----- Extrait du document -----

CA Paris, 6-6, 13 mars 2019

1. Rappel des faits et de la procédure.

Suite à une première déclaration d’appel sans les chefs du jugement critiqués, un appelant régularise une seconde déclaration d’appel avec les chefs du jugement critiqués et avant tout avis de caducité.

Le 11 décembre 2017, Monsieur X a interjeté appel d’un jugement du Conseil de prud’hommes de Paris sans mentionner les chefs du jugement critiqués.

L’affaire a été enrôlée auprès du Pôle 6, Chambre 7 de la Cour d’appel de Paris.

Le 20 décembre 2017, Monsieur X a de nouveau interjeté appel du jugement, en précisant les chefs du jugement critiqués, ce second appel intervenant dans le délai d’appel.

L’affaire a été enrôlée auprès du Pôle 6, Chambre 6 de la Cour d’appel de Paris.

Le 8 mars 2018, Monsieur X a notifié ses conclusions d’appelant par RPVA, sur le second numéro de RG.

Le 4 juillet 2018, le conseiller de la mise en état a prononcé la caducité de la première déclaration d’appel.

Le 25 septembre 2018, la société intimée a sollicité du Conseiller de la mise en état de constater l’irrecevabilité du second appel de Monsieur X.

2. Arguments des parties.

La société intimée, et demanderesse à l’incident, soulevait que la finalité de l’article 911-1 alinéa 3 du Code de procédure civile était d’éviter une multiplicité de recours d’une partie à l’encontre d’une même décision.

-----

Consigne A:
Recopiez le passage de l'extrait de l'arrêt compris entre « Le 4 juillet » et « de Monsieur X. », bornes incluses, en substituant « demandé » à « sollicité ».
Consigne B:
Répondez aux questions suivantes d'après l'extrait de l'arrêt.
(i) À quelle date Monsieur X a-t-il interjeté son premier appel ?
(ii) Auprès de quelle chambre du Pôle 6 l'affaire issue du second appel a-t-elle été enrôlée ?
(iii) À quelle date Monsieur X a-t-il notifié ses conclusions d'appelant ?

----- Données présentées -----

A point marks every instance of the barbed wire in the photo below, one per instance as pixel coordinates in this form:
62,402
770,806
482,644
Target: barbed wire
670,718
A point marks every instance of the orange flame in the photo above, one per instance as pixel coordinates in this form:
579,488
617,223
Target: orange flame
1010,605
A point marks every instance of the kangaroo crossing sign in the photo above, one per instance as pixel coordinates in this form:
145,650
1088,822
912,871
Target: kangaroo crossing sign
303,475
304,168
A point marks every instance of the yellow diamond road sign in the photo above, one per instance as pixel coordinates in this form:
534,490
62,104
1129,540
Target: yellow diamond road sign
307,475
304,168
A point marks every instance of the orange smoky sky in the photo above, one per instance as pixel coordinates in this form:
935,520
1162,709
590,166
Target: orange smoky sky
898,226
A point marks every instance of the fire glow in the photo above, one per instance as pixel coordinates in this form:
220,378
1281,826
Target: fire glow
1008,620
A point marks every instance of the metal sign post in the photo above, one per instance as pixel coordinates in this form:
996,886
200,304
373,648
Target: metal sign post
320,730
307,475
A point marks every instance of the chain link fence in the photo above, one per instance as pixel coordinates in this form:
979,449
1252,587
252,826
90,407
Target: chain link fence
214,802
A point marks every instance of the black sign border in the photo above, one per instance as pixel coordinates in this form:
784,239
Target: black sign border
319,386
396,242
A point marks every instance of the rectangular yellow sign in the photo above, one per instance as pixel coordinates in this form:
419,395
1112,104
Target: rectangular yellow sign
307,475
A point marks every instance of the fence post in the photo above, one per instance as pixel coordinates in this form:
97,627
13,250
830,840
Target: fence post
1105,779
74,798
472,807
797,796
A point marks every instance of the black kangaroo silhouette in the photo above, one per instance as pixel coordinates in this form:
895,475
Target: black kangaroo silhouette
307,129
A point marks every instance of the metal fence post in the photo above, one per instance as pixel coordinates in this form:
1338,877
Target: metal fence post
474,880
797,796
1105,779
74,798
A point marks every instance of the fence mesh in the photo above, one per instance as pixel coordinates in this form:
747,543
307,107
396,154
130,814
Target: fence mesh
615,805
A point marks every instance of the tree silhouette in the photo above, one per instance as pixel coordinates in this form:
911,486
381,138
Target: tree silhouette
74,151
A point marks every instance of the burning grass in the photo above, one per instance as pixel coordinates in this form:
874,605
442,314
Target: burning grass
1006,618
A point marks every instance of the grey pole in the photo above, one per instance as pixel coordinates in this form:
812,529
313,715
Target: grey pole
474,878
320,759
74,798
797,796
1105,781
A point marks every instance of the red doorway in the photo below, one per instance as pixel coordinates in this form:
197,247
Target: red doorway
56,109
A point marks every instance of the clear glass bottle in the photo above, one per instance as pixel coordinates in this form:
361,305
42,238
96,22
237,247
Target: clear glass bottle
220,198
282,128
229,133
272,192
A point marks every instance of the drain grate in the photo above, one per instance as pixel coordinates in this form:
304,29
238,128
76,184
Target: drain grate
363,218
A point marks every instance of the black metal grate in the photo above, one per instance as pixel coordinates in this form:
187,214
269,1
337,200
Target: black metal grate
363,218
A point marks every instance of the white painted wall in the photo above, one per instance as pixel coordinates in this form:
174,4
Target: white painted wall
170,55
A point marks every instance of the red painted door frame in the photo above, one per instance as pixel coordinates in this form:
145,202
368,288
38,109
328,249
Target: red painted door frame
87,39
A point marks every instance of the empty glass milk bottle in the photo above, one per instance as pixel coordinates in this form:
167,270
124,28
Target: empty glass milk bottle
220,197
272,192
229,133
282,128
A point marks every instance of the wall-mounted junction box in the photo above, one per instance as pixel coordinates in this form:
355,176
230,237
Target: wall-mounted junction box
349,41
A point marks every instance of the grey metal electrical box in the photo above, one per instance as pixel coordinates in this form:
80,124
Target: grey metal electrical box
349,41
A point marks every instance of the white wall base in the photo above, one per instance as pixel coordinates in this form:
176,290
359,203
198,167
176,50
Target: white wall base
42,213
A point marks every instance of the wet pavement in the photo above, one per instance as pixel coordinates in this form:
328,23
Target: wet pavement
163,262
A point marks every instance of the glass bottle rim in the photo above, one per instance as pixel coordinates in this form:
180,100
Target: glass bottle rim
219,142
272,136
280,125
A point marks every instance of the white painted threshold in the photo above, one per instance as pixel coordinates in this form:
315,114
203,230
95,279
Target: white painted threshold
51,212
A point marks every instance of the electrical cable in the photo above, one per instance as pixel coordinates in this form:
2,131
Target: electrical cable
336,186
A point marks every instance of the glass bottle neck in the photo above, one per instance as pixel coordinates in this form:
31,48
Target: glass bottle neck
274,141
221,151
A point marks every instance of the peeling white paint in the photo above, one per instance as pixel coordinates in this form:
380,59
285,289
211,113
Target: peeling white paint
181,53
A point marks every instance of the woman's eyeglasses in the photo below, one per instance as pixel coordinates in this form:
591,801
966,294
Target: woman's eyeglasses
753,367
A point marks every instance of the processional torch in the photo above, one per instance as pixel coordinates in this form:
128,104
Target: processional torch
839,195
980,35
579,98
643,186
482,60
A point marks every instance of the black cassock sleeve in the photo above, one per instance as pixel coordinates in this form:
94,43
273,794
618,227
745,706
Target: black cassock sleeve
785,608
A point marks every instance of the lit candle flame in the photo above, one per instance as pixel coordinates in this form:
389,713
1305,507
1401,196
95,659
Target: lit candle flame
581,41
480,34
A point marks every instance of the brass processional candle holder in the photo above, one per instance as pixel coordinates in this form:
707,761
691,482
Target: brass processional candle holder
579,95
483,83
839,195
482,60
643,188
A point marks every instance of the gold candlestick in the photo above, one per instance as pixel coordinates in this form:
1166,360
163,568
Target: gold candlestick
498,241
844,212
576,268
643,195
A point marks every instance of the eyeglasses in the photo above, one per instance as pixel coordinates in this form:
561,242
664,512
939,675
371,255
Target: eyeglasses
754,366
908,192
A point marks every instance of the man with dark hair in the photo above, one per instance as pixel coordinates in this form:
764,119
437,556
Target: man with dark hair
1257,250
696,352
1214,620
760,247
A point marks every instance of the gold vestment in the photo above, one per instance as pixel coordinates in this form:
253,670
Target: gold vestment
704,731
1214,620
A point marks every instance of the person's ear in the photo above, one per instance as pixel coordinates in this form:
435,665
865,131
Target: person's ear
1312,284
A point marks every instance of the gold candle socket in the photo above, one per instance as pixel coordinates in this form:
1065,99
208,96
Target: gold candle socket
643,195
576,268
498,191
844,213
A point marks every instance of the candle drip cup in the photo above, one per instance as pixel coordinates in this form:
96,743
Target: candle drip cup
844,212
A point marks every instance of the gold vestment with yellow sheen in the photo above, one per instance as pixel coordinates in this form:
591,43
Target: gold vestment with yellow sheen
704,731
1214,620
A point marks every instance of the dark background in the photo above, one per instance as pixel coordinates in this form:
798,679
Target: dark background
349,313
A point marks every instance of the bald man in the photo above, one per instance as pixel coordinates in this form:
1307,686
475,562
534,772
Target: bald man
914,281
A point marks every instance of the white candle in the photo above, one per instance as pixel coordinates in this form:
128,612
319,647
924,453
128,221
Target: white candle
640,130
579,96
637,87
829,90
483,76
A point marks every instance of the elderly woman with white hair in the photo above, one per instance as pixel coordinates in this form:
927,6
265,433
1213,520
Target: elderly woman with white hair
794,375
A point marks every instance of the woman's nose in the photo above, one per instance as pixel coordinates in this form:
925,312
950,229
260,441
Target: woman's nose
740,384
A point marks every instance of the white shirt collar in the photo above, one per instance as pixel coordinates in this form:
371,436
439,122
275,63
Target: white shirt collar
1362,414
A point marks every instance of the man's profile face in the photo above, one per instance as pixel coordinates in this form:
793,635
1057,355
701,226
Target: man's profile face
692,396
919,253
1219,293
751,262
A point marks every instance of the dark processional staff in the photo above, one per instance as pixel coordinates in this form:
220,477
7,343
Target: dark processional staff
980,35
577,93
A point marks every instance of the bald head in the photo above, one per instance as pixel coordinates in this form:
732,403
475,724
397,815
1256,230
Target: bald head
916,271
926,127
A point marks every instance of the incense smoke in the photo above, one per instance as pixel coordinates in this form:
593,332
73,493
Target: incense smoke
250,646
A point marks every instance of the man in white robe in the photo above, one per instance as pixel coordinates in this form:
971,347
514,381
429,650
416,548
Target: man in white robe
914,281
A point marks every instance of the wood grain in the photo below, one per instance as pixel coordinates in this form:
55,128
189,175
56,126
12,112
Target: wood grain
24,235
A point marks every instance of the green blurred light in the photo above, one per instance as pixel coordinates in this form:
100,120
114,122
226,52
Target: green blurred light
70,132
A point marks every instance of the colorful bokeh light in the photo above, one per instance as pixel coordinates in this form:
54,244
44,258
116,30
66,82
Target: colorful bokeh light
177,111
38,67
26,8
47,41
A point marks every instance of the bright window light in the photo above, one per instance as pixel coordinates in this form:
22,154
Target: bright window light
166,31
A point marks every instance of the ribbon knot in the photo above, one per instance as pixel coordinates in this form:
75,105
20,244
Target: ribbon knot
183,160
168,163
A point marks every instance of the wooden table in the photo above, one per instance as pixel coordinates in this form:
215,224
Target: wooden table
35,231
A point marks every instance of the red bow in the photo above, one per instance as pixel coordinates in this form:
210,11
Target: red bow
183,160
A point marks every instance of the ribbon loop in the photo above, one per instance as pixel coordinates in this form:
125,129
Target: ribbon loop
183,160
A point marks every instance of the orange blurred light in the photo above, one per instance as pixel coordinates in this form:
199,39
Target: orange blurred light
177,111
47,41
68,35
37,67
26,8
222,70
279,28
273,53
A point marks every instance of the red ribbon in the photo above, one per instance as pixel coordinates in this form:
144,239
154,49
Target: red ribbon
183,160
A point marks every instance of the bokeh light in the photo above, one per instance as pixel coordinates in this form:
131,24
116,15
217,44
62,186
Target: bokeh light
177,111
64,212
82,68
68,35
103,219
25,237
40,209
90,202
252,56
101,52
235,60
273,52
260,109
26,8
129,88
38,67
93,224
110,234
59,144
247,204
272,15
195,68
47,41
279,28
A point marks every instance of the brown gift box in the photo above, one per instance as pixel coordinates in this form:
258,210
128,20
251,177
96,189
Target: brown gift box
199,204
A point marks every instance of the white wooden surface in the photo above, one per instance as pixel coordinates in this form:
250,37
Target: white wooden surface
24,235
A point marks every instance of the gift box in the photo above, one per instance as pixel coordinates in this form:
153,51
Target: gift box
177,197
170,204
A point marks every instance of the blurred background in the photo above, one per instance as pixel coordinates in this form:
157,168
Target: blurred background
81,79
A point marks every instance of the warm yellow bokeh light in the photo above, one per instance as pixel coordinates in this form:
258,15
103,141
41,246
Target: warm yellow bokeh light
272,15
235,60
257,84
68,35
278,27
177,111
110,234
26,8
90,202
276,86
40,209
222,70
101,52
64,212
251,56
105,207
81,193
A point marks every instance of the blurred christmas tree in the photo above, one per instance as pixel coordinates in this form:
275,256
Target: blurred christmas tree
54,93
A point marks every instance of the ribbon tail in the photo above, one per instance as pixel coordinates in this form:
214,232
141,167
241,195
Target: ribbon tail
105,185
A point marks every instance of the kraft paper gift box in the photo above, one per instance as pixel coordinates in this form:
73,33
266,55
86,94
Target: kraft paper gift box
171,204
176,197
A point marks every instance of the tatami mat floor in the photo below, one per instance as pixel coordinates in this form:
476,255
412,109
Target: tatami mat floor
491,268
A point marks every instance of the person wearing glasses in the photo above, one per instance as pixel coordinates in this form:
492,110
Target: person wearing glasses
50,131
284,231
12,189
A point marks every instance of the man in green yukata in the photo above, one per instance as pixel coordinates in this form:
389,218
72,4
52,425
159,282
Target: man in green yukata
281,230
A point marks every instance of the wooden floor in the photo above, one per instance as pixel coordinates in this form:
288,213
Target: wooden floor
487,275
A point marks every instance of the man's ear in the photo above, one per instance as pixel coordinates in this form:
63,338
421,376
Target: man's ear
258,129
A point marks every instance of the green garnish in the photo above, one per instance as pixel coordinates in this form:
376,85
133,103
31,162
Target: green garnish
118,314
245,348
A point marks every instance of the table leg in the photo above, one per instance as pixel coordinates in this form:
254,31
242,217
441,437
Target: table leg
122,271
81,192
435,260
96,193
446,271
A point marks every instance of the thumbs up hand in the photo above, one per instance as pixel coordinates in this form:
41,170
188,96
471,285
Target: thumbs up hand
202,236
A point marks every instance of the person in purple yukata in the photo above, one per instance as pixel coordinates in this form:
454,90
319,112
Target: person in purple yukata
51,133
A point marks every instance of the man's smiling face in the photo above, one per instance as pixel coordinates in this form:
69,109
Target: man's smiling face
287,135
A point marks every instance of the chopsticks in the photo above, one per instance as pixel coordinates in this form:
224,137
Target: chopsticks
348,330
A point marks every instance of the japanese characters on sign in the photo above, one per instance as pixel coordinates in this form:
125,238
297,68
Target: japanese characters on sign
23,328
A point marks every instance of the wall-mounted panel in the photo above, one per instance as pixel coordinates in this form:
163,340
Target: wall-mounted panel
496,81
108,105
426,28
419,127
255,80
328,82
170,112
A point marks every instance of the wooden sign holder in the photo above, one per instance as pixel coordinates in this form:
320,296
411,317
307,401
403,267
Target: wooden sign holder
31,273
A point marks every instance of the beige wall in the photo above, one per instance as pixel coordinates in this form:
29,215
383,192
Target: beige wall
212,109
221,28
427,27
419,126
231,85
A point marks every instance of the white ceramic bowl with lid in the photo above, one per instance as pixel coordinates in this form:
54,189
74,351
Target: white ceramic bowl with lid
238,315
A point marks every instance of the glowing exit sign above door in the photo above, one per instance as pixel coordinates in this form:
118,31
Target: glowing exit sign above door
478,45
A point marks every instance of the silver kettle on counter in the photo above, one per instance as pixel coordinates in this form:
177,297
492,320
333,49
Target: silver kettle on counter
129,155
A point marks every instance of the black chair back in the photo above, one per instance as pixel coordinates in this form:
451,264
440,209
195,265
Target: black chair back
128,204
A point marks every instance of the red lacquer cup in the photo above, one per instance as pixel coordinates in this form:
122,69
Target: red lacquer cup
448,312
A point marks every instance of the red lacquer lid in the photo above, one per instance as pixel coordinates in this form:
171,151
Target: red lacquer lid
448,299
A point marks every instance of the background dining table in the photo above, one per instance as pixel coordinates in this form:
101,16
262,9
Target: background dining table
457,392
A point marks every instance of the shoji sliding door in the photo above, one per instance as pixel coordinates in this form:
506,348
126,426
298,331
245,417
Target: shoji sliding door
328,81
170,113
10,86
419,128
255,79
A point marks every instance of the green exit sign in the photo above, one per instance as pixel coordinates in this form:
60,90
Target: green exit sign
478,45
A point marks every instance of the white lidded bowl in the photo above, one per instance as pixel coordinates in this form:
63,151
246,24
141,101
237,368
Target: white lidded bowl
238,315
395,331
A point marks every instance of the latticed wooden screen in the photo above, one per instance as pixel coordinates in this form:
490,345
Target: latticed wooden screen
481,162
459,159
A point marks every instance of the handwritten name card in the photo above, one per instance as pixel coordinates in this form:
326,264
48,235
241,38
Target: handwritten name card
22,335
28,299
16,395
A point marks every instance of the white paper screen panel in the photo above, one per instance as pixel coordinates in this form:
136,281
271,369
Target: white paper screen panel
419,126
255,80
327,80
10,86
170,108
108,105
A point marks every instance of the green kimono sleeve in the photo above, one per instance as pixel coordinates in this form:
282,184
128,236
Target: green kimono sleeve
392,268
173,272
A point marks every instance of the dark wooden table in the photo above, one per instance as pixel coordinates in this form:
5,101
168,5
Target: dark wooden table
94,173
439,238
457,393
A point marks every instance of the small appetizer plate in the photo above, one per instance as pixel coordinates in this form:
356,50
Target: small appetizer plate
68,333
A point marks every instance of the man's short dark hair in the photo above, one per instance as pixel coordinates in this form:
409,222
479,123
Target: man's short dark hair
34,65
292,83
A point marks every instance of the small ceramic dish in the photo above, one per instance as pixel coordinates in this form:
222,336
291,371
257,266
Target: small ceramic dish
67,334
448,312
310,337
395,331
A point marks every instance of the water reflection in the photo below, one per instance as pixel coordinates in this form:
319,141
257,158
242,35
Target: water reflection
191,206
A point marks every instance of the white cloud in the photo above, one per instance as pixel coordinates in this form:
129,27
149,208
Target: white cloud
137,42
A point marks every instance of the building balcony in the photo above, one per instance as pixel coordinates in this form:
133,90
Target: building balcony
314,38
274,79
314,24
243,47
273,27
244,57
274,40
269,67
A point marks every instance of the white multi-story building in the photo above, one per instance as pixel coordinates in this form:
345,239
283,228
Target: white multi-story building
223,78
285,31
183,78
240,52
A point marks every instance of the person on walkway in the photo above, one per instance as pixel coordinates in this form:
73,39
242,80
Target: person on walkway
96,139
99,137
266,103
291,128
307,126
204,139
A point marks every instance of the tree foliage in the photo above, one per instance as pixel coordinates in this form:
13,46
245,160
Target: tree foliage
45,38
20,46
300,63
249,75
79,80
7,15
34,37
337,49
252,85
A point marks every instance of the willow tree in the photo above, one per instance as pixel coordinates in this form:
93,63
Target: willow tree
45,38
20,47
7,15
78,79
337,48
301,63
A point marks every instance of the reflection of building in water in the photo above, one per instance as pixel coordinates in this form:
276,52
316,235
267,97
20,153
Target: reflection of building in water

-----

Corrigé A:
Le 4 juillet 2018, le conseiller de la mise en état a prononcé la caducité de la première déclaration d’appel.

Le 25 septembre 2018, la société intimée a demandé du Conseiller de la mise en état de constater l’irrecevabilité du second appel de Monsieur X.

Corrigé B:
(i) Le 11 décembre 2017.
(ii) La Chambre 6.
(iii) Le 8 mars 2018.